-- Source extract start --
OPTICAL HEAD FOR POWDER SPRAY 3D PRINTING

Abstract

A powder dispensing head (1) for an additive manufacturing machine comprises a through-opening designed to allow the passage of a high-energy beam towards the melting point, a body (2) comprising N powder conveying ducts uniformly distributed about the through-opening and converging towards the melting point, a dispensing member (3) comprising a powder dispensing chamber having a powder inlet, and N powder outlets uniformly distributed about the through-opening, the body (2) and the dispensing member (3) being configured to be able to move relative to one another so as to fluidically connect or disconnect the powder outlets with respect to the respective powder conveying ducts according to the relative position of the dispensing member (3) with respect to the body (2).

Claims

1.-11. (canceled)

12. A powder dispensing head for an additive manufacturing machine, the powder dispensing head comprising: a through-opening configured to allow the passage of a high-energy beam toward a melting point; a body comprising N powder conveying ducts leading toward the melting point, the ducts being uniformly distributed about the through-opening and converging toward the melting point; a dispensing member comprising at least one powder dispensing chamber having an inlet for powder transported by a gas; and N powder outlets uniformly distributed about the through-opening in such a way that each powder outlet can be connected to a respective powder conveying duct, wherein the body and the dispensing member are configured to be able to move relative to one another so as to fluidically connect or disconnect a powder outlet with respect to a powder conveying duct according to a relative position of the dispensing member with respect to the body, and wherein N is greater than or equal to 2.

13. The powder dispensing head according to claim 12, wherein the dispensing member comprises: a first powder dispensing chamber having a first powder inlet and N first powder outlets uniformly distributed about the through-opening; and a second powder dispensing chamber having a second powder inlet and N second powder outlets, wherein the body and the dispensing member have at least one position in which the first powder outlets or the second powder outlets are fluidically connected to respective powder conveying ducts.
-- Source extract end --
(Given instruction a) Gather every line of the records below that contains the word "blonde".
-- Data entries start --
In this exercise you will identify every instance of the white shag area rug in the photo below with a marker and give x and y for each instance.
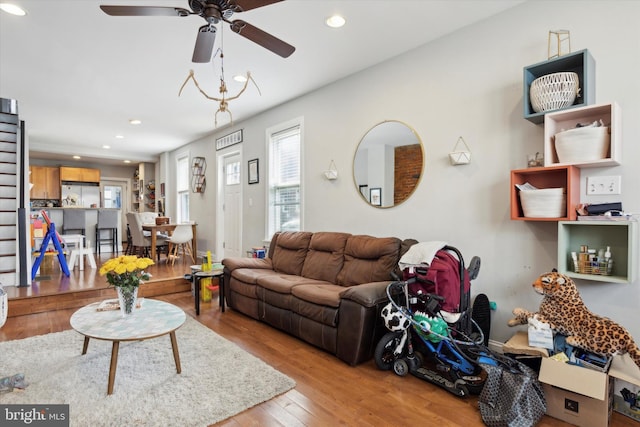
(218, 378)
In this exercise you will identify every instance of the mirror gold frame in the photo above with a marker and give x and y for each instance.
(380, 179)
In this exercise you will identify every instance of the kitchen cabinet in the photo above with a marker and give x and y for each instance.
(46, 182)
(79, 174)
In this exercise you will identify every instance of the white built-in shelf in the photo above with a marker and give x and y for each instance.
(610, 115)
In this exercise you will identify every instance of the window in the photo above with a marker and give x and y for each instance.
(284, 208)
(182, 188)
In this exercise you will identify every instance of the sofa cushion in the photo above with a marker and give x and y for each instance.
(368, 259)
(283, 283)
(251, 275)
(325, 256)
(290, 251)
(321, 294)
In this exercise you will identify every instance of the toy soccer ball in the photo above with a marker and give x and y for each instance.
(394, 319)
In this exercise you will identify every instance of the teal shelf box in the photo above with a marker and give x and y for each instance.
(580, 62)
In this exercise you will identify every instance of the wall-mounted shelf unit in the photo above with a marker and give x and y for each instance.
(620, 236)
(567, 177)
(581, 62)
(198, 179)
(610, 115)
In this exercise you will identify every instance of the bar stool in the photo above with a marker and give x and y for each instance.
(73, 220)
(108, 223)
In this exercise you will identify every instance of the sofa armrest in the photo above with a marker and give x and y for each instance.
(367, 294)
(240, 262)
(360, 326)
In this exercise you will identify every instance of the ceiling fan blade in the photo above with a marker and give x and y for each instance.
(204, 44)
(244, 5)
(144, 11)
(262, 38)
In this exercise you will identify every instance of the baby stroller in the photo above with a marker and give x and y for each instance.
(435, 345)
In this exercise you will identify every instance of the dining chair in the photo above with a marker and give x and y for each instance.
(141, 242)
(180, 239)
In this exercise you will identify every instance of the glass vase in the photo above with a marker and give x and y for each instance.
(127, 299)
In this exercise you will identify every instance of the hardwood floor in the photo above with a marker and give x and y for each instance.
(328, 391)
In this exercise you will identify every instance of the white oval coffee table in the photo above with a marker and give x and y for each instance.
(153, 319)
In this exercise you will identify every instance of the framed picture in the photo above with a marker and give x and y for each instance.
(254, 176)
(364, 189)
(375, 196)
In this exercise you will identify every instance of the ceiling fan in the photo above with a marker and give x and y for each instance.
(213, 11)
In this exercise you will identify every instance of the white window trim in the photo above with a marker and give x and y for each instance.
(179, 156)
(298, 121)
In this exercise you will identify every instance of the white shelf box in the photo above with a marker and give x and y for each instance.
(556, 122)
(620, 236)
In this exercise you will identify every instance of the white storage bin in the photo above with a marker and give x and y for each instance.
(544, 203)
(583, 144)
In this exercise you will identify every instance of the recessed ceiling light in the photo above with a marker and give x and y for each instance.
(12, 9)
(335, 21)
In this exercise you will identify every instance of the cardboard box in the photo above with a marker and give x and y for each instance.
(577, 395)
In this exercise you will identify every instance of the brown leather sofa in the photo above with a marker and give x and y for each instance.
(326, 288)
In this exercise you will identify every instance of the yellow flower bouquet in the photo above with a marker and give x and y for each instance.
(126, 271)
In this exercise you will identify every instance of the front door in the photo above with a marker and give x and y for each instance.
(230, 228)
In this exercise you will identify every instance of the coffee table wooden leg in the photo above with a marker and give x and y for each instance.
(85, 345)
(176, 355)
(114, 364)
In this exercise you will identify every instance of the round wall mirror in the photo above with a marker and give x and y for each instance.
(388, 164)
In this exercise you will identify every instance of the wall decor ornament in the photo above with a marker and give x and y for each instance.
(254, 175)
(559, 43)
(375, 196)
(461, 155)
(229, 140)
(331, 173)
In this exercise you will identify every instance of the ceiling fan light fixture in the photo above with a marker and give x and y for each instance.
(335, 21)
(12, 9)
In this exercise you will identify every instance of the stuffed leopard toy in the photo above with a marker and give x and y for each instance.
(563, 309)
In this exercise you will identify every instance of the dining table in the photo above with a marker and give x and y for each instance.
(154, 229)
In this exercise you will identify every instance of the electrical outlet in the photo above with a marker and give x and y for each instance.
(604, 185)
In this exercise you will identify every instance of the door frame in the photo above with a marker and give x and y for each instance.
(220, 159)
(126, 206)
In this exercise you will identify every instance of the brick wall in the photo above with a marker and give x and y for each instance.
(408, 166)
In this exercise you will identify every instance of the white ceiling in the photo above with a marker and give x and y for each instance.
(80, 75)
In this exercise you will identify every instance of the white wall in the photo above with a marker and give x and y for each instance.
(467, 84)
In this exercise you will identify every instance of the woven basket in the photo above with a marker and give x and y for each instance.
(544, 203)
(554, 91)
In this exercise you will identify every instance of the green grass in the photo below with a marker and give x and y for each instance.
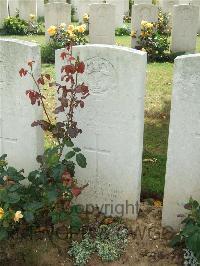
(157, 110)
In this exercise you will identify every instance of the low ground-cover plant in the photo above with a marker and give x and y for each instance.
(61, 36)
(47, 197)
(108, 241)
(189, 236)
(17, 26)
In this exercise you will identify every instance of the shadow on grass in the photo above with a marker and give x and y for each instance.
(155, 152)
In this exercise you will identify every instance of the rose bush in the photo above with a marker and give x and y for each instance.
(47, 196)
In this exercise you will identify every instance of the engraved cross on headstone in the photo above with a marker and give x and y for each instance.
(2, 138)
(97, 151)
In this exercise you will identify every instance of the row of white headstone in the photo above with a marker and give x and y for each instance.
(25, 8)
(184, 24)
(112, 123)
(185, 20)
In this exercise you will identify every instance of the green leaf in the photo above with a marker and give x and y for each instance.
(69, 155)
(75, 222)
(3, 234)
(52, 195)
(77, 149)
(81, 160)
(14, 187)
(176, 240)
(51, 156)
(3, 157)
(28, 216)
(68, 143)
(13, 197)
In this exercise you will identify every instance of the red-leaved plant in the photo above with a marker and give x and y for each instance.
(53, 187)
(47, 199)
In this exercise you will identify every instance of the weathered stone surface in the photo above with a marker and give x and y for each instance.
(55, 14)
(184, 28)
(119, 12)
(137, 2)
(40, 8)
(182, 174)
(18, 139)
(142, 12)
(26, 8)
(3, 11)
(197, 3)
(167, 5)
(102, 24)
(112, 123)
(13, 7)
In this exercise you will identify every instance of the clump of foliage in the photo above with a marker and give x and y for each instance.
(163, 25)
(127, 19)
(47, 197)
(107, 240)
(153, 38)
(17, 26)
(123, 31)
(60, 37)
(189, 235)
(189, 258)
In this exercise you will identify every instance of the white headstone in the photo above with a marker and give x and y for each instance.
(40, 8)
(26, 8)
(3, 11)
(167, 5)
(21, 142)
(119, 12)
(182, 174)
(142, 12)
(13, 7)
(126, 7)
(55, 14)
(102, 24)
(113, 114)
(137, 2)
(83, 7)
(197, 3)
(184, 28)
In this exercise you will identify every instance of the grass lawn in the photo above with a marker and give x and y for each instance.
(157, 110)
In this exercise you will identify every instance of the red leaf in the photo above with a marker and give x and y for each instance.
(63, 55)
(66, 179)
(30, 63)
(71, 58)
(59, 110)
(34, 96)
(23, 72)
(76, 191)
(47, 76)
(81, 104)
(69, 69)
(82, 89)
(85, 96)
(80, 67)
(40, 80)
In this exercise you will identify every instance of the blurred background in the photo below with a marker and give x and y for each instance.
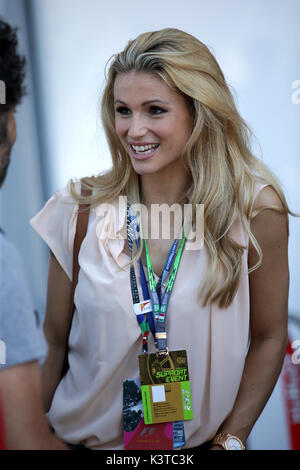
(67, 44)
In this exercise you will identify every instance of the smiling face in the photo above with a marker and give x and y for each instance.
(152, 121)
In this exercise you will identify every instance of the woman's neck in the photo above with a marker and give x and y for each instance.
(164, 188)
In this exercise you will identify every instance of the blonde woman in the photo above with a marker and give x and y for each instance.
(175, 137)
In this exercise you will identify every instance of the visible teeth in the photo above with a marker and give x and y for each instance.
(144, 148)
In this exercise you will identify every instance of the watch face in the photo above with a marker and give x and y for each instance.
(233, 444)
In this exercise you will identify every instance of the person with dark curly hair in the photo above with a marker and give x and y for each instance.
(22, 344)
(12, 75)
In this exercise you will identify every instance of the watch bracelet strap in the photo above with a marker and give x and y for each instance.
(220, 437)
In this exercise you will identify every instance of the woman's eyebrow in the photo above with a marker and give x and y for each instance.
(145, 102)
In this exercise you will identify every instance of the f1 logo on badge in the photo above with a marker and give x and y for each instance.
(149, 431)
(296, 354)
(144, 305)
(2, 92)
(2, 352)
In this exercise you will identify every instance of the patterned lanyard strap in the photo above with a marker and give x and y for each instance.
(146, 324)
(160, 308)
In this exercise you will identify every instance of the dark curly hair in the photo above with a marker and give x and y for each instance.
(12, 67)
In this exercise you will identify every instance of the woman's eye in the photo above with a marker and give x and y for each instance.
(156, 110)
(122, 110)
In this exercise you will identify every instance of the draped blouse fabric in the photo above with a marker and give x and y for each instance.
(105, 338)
-- Data entries end --
-- Data entries start --
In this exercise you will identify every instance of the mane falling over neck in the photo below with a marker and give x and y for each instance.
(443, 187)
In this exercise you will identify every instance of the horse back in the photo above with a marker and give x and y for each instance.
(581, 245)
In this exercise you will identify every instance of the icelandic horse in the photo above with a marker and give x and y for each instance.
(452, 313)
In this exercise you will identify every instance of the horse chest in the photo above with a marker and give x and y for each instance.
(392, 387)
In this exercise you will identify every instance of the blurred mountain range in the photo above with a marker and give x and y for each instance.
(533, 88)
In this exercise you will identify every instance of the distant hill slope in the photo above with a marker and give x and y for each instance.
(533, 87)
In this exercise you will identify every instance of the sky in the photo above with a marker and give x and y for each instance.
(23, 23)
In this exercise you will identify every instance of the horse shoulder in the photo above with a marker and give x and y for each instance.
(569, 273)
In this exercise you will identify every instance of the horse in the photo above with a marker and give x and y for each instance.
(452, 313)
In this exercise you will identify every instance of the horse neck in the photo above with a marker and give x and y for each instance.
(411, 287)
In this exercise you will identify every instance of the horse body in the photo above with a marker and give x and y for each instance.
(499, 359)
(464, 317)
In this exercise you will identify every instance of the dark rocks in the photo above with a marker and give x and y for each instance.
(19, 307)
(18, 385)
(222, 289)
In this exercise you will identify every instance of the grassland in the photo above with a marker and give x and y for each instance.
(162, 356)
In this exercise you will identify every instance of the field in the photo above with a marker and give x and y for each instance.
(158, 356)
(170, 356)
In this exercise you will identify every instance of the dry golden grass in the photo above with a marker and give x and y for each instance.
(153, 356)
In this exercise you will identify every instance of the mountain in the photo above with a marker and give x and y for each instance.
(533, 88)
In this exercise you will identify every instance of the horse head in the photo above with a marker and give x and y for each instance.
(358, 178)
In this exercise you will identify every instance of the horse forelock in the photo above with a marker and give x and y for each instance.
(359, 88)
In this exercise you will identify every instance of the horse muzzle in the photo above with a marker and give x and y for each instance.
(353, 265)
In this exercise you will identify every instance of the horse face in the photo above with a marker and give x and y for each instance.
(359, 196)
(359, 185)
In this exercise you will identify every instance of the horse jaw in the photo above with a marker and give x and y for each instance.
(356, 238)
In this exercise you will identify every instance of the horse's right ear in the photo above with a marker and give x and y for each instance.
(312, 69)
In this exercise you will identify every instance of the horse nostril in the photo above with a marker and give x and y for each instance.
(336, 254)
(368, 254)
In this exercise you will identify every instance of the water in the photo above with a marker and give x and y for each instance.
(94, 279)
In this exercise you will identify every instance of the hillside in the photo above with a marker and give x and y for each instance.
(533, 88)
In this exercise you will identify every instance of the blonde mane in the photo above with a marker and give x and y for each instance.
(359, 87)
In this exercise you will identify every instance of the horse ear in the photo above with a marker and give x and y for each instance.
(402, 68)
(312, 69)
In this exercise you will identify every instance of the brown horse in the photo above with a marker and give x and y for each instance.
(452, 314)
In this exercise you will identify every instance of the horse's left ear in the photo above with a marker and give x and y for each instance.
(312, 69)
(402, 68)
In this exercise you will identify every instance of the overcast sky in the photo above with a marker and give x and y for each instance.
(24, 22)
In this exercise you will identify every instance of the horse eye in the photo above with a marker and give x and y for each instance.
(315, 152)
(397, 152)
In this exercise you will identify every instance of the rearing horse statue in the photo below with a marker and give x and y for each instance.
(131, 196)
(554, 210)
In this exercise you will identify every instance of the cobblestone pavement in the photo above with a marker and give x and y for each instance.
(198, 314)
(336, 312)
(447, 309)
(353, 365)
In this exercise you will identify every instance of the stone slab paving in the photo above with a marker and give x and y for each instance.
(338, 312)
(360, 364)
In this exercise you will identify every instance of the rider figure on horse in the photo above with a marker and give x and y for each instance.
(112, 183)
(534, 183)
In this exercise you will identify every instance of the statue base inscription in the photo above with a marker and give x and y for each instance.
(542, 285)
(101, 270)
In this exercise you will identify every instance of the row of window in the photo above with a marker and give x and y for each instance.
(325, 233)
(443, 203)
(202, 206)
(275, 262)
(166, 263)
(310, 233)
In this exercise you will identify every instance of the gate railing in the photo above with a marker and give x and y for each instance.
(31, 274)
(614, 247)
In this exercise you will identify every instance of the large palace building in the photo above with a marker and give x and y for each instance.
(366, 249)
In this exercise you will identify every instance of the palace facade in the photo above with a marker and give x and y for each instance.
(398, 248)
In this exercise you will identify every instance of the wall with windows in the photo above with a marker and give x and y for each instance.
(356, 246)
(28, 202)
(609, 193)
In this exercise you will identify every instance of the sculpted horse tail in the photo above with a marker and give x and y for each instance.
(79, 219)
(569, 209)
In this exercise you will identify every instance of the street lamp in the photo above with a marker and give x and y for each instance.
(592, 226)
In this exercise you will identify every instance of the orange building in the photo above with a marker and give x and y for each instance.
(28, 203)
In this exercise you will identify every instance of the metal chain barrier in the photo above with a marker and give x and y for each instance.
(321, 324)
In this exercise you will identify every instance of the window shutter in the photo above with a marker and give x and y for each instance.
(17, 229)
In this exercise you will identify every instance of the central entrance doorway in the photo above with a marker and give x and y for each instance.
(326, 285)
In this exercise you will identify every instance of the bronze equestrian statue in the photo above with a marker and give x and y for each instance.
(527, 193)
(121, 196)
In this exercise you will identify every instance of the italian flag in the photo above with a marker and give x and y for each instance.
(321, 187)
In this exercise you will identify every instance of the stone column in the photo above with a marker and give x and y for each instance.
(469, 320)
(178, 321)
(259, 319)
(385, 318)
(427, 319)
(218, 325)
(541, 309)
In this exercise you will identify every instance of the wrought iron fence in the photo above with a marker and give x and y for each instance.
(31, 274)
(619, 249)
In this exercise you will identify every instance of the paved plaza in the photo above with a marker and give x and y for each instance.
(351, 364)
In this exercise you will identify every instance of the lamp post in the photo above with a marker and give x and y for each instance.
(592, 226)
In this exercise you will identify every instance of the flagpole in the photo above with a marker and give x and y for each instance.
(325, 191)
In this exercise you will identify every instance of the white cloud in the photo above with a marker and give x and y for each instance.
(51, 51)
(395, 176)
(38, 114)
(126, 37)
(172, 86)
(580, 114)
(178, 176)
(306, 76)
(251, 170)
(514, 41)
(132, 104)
-- Data entries end --
-- Data entries start --
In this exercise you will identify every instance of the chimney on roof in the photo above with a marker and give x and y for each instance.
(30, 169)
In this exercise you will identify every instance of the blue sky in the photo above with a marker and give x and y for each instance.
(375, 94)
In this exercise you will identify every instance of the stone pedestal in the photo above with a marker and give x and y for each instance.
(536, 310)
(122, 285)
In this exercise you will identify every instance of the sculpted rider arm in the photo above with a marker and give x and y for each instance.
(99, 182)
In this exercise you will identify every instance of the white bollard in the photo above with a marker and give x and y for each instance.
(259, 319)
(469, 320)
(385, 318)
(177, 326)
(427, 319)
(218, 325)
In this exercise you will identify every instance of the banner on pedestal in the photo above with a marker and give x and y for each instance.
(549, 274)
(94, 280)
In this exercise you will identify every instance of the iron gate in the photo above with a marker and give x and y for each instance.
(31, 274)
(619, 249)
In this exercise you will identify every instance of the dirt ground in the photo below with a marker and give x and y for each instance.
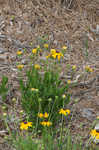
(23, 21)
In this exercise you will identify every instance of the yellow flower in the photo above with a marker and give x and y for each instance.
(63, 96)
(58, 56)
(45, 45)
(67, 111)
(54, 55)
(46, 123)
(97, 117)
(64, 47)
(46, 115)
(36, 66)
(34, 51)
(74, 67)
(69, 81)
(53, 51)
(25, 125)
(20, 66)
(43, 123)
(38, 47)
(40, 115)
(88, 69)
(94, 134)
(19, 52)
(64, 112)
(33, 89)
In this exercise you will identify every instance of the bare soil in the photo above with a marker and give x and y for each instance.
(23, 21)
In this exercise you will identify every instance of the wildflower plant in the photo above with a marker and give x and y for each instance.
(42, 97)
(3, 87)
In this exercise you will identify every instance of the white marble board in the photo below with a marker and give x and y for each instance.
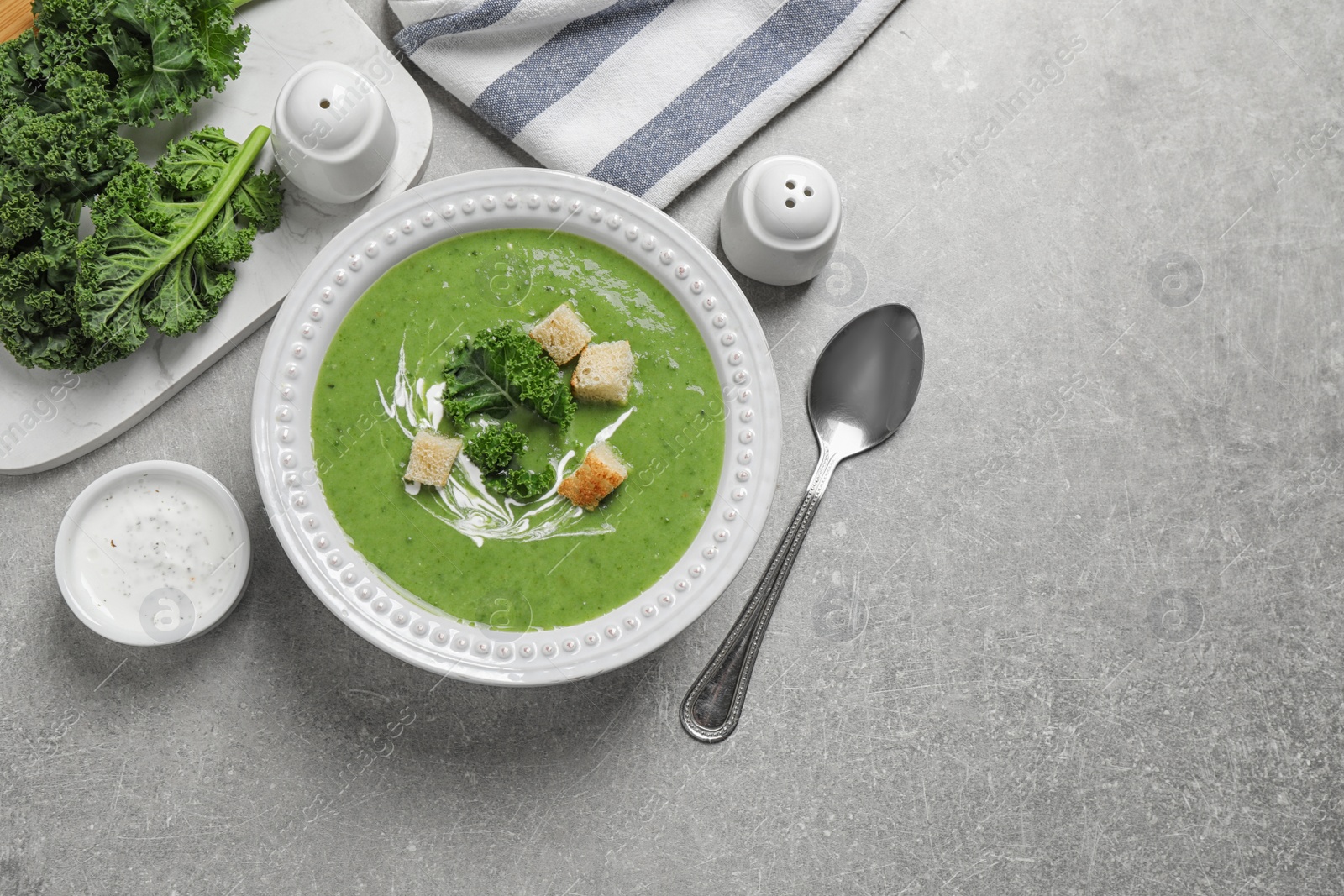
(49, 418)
-- Data entries end --
(Given instruction b) In claim 12 of the powder dispensing head patent above, what condition is placed on N?

(Full solution a)
In this exercise you will identify every instance of the blonde woman in the photo above with a marker and give x and y for each instance.
In this exercise you will identify every instance of the blonde mane in the photo above with a marker and give x and y for each instance.

(Full solution b) N is greater than or equal to 2.